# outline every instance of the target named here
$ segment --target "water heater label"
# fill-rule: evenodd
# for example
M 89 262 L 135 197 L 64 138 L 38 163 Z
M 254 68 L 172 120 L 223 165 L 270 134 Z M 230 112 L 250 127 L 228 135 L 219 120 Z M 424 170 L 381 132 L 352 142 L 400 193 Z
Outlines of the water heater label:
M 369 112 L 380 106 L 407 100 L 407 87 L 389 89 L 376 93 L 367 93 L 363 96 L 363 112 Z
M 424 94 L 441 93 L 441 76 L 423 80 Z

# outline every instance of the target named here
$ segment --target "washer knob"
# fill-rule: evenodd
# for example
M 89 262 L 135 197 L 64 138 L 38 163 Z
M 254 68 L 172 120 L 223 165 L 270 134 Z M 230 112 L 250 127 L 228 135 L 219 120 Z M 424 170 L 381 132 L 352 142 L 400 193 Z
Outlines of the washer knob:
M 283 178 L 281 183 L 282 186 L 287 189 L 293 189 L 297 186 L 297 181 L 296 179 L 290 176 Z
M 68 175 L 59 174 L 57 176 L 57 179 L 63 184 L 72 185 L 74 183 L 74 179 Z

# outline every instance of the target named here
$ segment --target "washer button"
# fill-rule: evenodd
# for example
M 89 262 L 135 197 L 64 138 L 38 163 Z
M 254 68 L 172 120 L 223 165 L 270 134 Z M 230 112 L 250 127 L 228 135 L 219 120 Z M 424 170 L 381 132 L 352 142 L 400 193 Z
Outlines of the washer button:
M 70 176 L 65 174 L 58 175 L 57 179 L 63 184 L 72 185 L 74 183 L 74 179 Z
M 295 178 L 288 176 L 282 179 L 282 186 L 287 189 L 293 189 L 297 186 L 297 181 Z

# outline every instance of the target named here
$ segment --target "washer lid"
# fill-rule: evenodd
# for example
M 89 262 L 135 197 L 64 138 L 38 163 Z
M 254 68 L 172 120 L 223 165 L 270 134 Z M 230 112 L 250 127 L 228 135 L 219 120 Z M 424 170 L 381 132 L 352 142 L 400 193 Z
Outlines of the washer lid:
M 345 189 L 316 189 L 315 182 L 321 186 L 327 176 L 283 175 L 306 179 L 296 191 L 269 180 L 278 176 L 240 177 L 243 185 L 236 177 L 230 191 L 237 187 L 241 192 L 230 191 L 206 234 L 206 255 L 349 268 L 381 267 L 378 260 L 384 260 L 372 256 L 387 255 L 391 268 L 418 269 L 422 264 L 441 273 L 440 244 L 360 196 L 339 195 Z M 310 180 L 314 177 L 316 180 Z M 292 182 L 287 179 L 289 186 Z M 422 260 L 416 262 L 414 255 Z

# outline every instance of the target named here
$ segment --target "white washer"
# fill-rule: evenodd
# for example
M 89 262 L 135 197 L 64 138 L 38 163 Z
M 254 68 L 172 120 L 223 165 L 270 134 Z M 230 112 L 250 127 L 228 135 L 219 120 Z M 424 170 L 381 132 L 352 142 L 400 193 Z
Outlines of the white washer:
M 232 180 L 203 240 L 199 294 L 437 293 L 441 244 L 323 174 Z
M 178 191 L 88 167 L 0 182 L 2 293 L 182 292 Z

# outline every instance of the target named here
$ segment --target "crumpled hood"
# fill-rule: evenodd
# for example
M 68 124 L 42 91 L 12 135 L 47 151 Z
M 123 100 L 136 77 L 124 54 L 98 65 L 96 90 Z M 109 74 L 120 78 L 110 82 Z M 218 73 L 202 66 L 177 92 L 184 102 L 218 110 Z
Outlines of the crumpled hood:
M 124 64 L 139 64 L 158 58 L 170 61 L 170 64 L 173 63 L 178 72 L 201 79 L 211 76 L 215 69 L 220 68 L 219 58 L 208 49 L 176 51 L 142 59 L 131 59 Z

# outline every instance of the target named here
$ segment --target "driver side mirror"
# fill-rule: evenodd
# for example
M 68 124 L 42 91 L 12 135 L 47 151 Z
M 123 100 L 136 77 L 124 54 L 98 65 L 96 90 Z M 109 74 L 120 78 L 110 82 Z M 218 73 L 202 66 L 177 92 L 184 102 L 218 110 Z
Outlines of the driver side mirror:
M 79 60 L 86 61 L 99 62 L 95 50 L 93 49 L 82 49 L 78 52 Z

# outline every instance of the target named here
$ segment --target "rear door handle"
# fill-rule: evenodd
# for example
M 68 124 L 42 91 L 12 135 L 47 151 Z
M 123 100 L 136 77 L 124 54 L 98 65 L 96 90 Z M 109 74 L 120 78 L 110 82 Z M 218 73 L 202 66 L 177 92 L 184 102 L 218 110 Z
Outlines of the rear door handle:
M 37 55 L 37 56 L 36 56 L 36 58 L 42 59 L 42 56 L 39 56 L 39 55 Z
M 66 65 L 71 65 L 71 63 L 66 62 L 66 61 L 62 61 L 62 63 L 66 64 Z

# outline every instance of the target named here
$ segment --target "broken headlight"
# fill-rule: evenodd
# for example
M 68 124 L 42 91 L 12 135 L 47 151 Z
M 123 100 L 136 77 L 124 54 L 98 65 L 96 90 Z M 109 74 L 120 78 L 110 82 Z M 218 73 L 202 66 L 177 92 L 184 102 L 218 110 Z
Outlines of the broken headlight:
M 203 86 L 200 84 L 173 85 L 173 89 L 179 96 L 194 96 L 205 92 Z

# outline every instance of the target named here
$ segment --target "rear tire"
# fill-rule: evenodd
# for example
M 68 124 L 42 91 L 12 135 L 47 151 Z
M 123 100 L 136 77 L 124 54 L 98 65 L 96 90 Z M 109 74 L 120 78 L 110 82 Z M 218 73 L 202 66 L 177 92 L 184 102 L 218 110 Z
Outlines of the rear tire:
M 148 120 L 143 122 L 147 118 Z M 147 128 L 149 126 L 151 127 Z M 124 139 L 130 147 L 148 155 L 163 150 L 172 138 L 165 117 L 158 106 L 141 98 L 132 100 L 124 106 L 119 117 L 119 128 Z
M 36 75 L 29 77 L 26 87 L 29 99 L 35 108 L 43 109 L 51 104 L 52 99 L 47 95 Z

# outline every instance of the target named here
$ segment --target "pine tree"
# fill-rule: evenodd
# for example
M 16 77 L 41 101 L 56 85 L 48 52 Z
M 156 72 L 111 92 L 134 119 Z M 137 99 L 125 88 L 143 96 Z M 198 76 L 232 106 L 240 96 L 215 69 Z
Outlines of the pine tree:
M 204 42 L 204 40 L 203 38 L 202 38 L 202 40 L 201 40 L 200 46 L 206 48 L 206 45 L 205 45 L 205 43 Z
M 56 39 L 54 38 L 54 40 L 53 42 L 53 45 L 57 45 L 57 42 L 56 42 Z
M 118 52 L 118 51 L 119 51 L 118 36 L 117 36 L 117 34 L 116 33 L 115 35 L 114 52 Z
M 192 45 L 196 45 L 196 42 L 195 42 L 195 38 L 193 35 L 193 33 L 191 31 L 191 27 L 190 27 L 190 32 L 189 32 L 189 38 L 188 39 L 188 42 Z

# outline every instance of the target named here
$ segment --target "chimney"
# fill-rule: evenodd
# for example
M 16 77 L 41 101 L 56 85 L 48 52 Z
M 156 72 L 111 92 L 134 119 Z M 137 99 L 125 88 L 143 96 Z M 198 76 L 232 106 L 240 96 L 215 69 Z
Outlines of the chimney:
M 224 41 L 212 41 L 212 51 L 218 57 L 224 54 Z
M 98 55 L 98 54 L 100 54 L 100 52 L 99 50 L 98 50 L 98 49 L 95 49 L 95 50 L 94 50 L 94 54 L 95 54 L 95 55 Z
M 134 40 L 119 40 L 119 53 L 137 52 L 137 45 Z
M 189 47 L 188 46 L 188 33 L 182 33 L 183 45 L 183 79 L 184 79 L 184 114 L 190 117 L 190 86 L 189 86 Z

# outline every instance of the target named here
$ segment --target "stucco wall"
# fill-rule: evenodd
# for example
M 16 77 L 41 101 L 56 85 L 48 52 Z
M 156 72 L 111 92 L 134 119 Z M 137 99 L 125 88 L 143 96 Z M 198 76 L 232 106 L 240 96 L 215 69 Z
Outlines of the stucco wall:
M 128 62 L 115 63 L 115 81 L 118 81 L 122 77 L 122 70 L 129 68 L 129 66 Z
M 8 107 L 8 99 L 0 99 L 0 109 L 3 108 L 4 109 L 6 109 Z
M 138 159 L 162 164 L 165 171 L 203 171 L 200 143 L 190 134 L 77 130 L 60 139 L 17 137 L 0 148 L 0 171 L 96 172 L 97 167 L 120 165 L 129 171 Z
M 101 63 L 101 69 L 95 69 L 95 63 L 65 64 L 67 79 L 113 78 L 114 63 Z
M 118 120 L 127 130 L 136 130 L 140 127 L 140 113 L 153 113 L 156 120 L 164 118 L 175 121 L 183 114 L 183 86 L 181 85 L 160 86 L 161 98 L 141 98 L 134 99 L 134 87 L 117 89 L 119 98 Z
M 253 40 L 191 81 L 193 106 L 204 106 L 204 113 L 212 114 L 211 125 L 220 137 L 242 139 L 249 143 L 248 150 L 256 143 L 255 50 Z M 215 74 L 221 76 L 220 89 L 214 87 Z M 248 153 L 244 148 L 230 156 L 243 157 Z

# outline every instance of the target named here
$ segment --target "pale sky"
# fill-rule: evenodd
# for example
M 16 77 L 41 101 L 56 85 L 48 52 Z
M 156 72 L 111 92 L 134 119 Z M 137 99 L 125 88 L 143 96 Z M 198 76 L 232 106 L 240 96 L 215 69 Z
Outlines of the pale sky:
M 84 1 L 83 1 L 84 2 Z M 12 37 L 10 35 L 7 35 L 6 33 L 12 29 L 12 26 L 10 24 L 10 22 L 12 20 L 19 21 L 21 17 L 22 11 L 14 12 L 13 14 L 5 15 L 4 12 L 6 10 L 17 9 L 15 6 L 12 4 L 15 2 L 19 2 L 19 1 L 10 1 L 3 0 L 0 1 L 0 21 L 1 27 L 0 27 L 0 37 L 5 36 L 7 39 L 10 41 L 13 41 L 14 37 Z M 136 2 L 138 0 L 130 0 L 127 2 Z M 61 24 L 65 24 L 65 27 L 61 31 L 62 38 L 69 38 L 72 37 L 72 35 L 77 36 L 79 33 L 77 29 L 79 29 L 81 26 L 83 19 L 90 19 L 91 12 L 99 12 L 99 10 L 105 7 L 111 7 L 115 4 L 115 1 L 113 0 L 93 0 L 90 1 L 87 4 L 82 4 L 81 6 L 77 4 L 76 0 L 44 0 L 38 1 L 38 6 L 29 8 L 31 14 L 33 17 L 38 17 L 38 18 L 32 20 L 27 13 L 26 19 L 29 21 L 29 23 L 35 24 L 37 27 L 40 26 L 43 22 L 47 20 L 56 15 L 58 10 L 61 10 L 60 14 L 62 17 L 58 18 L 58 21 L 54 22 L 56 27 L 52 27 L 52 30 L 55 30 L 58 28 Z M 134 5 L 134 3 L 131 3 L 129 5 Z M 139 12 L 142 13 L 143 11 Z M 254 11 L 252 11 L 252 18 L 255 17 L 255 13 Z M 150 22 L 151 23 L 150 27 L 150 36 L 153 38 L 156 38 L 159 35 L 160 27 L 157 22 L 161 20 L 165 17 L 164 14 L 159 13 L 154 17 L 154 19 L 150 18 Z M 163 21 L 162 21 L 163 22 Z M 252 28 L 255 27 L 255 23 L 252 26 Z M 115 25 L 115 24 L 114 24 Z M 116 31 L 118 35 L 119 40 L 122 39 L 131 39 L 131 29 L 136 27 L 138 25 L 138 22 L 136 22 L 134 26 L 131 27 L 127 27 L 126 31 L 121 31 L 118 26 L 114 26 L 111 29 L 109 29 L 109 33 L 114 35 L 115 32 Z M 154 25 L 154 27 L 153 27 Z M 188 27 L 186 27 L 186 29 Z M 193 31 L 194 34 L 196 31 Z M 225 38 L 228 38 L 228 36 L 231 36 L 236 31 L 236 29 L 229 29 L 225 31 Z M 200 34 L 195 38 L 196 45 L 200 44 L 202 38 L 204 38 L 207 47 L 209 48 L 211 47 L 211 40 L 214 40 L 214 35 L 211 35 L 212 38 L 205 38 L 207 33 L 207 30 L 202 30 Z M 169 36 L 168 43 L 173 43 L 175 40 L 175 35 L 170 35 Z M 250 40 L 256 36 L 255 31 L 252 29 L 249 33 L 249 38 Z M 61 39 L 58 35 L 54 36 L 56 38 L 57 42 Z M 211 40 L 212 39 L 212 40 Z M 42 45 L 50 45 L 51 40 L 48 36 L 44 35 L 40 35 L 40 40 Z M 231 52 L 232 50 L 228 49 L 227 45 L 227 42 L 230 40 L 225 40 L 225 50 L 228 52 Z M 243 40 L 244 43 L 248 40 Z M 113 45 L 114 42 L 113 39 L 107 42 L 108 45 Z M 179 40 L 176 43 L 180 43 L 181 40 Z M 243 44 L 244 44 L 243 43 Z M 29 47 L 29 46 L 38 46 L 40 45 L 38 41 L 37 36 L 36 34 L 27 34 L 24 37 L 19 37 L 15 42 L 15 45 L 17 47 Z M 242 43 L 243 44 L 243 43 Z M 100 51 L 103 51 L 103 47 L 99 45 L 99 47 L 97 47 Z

________

## Your instructions
Show every line of the data above that contains the word "heater", copying each line in full.

## Solved problem
$ segment --target "water heater label"
Outlines of the water heater label:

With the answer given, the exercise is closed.